> [DETTAGLI DELL'ATTIVITÀ]
Converta tutte le righe seguenti in un elenco JSON di stringhe, una stringa per ciascuna riga, tralasciando le righe vuote.

#### VOCI DEL DATASET

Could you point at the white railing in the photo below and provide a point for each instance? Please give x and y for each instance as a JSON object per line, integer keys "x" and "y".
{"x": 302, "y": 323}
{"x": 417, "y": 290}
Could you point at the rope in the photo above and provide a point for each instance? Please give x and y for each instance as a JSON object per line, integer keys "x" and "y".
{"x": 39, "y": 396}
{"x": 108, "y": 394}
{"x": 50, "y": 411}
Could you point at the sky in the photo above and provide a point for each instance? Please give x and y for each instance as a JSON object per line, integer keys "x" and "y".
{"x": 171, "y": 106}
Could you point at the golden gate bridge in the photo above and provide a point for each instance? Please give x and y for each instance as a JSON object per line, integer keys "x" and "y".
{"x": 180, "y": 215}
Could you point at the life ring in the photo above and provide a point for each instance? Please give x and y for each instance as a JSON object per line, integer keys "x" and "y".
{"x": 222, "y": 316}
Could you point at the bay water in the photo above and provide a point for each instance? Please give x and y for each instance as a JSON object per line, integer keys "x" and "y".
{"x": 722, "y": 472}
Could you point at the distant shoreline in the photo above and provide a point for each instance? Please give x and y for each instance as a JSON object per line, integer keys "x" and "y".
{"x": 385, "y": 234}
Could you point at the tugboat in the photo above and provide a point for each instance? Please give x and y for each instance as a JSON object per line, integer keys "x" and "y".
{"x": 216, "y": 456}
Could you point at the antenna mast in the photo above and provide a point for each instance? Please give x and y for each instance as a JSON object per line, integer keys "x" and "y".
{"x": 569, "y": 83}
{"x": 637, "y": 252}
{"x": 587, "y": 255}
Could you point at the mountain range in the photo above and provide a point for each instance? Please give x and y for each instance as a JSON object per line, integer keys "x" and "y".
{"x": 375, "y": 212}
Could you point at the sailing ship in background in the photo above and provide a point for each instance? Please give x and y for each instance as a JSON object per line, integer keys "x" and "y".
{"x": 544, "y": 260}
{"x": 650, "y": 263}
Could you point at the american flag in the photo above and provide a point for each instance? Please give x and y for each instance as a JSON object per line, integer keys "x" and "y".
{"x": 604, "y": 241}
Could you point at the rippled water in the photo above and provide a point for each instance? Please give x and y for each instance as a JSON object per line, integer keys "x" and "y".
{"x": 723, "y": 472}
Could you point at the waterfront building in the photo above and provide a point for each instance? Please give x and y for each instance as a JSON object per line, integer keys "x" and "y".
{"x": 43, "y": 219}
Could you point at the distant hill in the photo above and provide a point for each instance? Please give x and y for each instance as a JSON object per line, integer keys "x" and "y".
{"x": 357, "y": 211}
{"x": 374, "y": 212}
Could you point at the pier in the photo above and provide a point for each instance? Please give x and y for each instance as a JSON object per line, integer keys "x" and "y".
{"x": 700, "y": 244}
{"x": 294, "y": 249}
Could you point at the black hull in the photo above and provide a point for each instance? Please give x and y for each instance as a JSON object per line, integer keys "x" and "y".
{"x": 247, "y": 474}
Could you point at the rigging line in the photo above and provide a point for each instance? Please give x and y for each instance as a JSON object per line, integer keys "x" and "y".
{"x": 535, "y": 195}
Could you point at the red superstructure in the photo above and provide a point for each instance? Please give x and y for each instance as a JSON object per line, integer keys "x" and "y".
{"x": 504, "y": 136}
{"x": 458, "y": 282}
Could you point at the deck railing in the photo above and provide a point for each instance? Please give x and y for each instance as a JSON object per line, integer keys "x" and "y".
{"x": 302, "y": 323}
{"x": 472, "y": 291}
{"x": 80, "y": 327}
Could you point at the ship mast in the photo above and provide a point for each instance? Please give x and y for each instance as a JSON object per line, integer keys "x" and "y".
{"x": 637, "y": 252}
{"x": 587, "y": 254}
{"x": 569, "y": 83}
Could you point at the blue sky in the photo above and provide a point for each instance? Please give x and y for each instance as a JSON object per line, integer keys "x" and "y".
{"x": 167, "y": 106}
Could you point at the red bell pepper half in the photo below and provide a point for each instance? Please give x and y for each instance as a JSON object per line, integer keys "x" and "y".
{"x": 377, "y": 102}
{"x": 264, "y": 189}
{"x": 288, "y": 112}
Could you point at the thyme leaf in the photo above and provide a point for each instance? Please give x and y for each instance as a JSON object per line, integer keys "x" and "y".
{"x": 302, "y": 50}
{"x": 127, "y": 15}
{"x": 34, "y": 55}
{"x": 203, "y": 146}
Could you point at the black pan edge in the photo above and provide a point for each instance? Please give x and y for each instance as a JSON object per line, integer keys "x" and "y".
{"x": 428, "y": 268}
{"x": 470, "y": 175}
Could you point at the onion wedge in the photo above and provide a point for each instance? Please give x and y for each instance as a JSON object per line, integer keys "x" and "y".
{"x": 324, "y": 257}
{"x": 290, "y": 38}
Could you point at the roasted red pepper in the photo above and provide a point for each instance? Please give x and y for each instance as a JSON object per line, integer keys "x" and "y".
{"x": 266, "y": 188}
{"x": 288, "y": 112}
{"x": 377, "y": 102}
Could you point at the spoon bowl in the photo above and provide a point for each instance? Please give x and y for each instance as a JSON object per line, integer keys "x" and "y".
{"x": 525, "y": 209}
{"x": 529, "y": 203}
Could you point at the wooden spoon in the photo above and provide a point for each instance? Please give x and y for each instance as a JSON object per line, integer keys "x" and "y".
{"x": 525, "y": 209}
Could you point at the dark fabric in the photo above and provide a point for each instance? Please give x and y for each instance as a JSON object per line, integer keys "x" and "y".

########

> [RISPOSTA]
[
  "Could you point at the white railing in the photo below and provide a point for each instance? Please give x and y for each instance as a JSON object per line, integer keys \"x\" and \"y\".",
  "{\"x\": 302, \"y\": 323}",
  "{\"x\": 417, \"y\": 290}",
  "Could you point at the rope in the photo above and provide a point for each instance? Please give x and y for each instance as a JSON object per line, integer keys \"x\" and \"y\".",
  "{\"x\": 39, \"y\": 396}",
  "{\"x\": 108, \"y\": 394}",
  "{\"x\": 50, \"y\": 411}",
  "Could you point at the sky in the photo above and provide a point for each instance? Please give x and y for each instance as a JSON object per line, integer keys \"x\" and \"y\".",
  "{\"x\": 171, \"y\": 106}",
  "Could you point at the golden gate bridge in the photo above and provide a point for each instance? Please give x and y for each instance as a JSON object per line, integer keys \"x\" and \"y\".",
  "{\"x\": 180, \"y\": 215}",
  "Could you point at the life ring in the photo above and provide a point for each instance? Please give x and y for each instance as a JSON object per line, integer keys \"x\" and \"y\".",
  "{\"x\": 222, \"y\": 316}",
  "Could you point at the bay water in the photo above and provide a point for each instance? Please give x and y for each instance as a JSON object per line, integer keys \"x\" and \"y\".",
  "{\"x\": 722, \"y\": 472}",
  "Could you point at the distant shoreline in the photo above and provide a point for each instance? Please give x and y for each instance as a JSON object per line, integer keys \"x\" and \"y\".",
  "{\"x\": 385, \"y\": 234}",
  "Could you point at the tugboat in the photo above and provide a point for each instance? Please give x and y for each instance as a JSON object per line, integer keys \"x\" and \"y\".",
  "{\"x\": 216, \"y\": 456}",
  "Could you point at the antenna mast in the photo above and provide a point for each instance? Please give x and y for each instance as a JSON object per line, integer keys \"x\" and \"y\".",
  "{\"x\": 569, \"y\": 83}",
  "{\"x\": 637, \"y\": 252}",
  "{\"x\": 587, \"y\": 255}",
  "Could you point at the mountain range in the photo above and provide a point for each instance? Please give x and y for each instance as a JSON object per line, integer keys \"x\" and \"y\".",
  "{\"x\": 375, \"y\": 212}",
  "Could you point at the sailing ship in background in the photo above and provide a point for each instance? Please give x and y for each instance as a JSON object per line, integer keys \"x\" and \"y\".",
  "{\"x\": 544, \"y\": 260}",
  "{\"x\": 650, \"y\": 263}",
  "Could you point at the american flag in the photo above and provide a point for each instance? Please give x and y for each instance as a JSON object per line, integer keys \"x\" and \"y\".",
  "{\"x\": 604, \"y\": 241}",
  "Could you point at the rippled water in the photo above and provide a point for each instance? Please give x and y for each instance as a JSON object per line, integer keys \"x\" and \"y\".",
  "{\"x\": 723, \"y\": 472}",
  "Could you point at the waterfront building in the photo above and provide a point for each instance? Please give x and y for each instance as a JSON object per line, integer keys \"x\" and \"y\".",
  "{\"x\": 43, \"y\": 219}",
  "Could you point at the distant hill in the photo above and provide a point for each instance? Please give x and y for each instance as a JSON object per line, integer keys \"x\" and \"y\".",
  "{\"x\": 357, \"y\": 211}",
  "{\"x\": 374, \"y\": 212}",
  "Could you point at the pier in the photo above and provide a point for each instance? Please give x and y for each instance as a JSON object per line, integer keys \"x\" and \"y\".",
  "{\"x\": 700, \"y\": 244}",
  "{\"x\": 294, \"y\": 249}",
  "Could you point at the black hull in the photo above and provide a point for each instance? Please give x and y for each instance as a JSON object per line, integer keys \"x\" and \"y\".",
  "{\"x\": 247, \"y\": 474}",
  "Could you point at the rigging line in the photo above and provide a point for each instance? Please give x and y for each instance as a JSON object per line, integer keys \"x\" and \"y\".",
  "{\"x\": 535, \"y\": 195}",
  "Could you point at the red superstructure in the photo above and provide a point for each instance? Please give x and y for each instance as a JSON object per line, integer keys \"x\" and \"y\".",
  "{\"x\": 504, \"y\": 136}",
  "{\"x\": 458, \"y\": 282}",
  "Could you point at the deck railing in the photo above and provide a point for each instance? Please give x and y for each instance as a JSON object per line, integer keys \"x\" and \"y\".",
  "{\"x\": 302, \"y\": 323}",
  "{\"x\": 472, \"y\": 291}",
  "{\"x\": 80, \"y\": 327}",
  "Could you point at the ship mast in the photo above and provide a point for each instance? Please give x and y for each instance as a JSON object per line, integer keys \"x\" and \"y\".",
  "{\"x\": 637, \"y\": 252}",
  "{\"x\": 587, \"y\": 254}",
  "{\"x\": 569, \"y\": 83}",
  "Could you point at the blue sky in the photo above and provide a point for each instance? Please give x and y for each instance as a JSON object per line, integer keys \"x\" and \"y\".",
  "{\"x\": 167, \"y\": 106}",
  "Could you point at the red bell pepper half in the photo below and provide a point for each instance? Please give x and y for each instance as a JSON object per line, integer keys \"x\" and \"y\".",
  "{\"x\": 377, \"y\": 102}",
  "{\"x\": 264, \"y\": 189}",
  "{\"x\": 288, \"y\": 112}",
  "Could you point at the thyme leaf in the photo above and provide a point for each instance? Please give x and y for each instance as a JSON object per line, integer keys \"x\" and \"y\".",
  "{\"x\": 302, \"y\": 50}",
  "{\"x\": 127, \"y\": 15}",
  "{\"x\": 34, \"y\": 55}",
  "{\"x\": 203, \"y\": 146}",
  "Could you point at the black pan edge in the photo above and provide a point for each instance? Please give x and y for each instance as a JSON object per line, integer keys \"x\" and \"y\".",
  "{\"x\": 428, \"y\": 268}",
  "{\"x\": 470, \"y\": 175}",
  "Could you point at the onion wedge in the photo above and provide a point for each instance? Please give x and y for each instance as a JSON object per line, integer keys \"x\" and \"y\".",
  "{\"x\": 324, \"y\": 257}",
  "{\"x\": 290, \"y\": 38}",
  "Could you point at the roasted red pepper in the photo above and provide a point for each instance? Please give x and y for each instance as a JSON object per line, integer keys \"x\" and \"y\".",
  "{\"x\": 266, \"y\": 188}",
  "{\"x\": 288, \"y\": 112}",
  "{\"x\": 377, \"y\": 102}",
  "Could you point at the spoon bowl in the photo above and provide a point for each instance? Please give x and y for each instance as a JSON object per line, integer keys \"x\" and \"y\".",
  "{\"x\": 525, \"y\": 209}",
  "{\"x\": 529, \"y\": 203}",
  "Could you point at the wooden spoon in the photo above and provide a point for each instance? Please give x and y for each instance as a JSON object per line, integer keys \"x\" and \"y\".",
  "{\"x\": 525, \"y\": 209}",
  "Could you point at the dark fabric in the photo above and provide a point for each instance? Please give x and y for each instance as a JSON object per line, integer keys \"x\" and \"y\"."
]